WHAT YOU ARE ASKED TO DO » Write out, exactly as they appear, only the lines running from the line with "locate ice rink -- one point per instance" to the final line of the listing; include both.

TASK MATERIAL »

------------------------------------------------------------------------

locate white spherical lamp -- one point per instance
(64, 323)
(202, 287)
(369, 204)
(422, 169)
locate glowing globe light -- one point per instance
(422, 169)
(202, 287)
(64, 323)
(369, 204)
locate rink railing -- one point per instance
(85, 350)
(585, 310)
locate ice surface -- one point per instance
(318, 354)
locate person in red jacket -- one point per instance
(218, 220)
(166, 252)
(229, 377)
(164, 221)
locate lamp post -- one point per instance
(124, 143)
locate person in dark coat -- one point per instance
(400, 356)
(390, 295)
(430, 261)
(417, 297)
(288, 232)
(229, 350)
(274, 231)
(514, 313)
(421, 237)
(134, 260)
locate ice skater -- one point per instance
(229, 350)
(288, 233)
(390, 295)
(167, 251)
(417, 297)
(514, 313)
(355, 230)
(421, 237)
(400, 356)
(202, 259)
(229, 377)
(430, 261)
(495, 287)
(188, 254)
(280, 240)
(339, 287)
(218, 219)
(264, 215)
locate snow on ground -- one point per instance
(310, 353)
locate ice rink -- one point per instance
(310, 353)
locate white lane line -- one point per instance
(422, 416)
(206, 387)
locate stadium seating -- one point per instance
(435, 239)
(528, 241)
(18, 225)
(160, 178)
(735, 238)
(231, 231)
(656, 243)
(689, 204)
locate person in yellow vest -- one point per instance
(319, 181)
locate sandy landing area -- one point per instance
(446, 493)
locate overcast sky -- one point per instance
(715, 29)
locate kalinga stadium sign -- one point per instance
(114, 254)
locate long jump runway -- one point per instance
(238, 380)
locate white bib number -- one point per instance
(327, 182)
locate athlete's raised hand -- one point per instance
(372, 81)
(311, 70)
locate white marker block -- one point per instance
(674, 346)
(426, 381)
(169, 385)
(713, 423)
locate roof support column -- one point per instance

------------------------------------------------------------------------

WRITTEN RESPONSE »
locate ice rink -- one point per instance
(310, 353)
locate white lane line -- one point per instance
(422, 416)
(206, 387)
locate stadium seating -- one point per instance
(435, 239)
(528, 241)
(18, 225)
(160, 178)
(735, 238)
(231, 231)
(656, 243)
(689, 204)
locate person in yellow vest -- one point per instance
(319, 181)
locate sandy landing area -- one point per instance
(446, 493)
locate overcast sky -- one point per instance
(715, 29)
locate kalinga stadium sign -- one point per instance
(114, 254)
locate long jump runway -- one point per instance
(238, 380)
locate white bib number -- one point per instance
(327, 182)
locate athlete's raised hand -- one point per instance
(372, 81)
(311, 70)
locate white marker block -- one point per instance
(674, 346)
(426, 381)
(169, 385)
(713, 423)
locate roof support column -- one point per instance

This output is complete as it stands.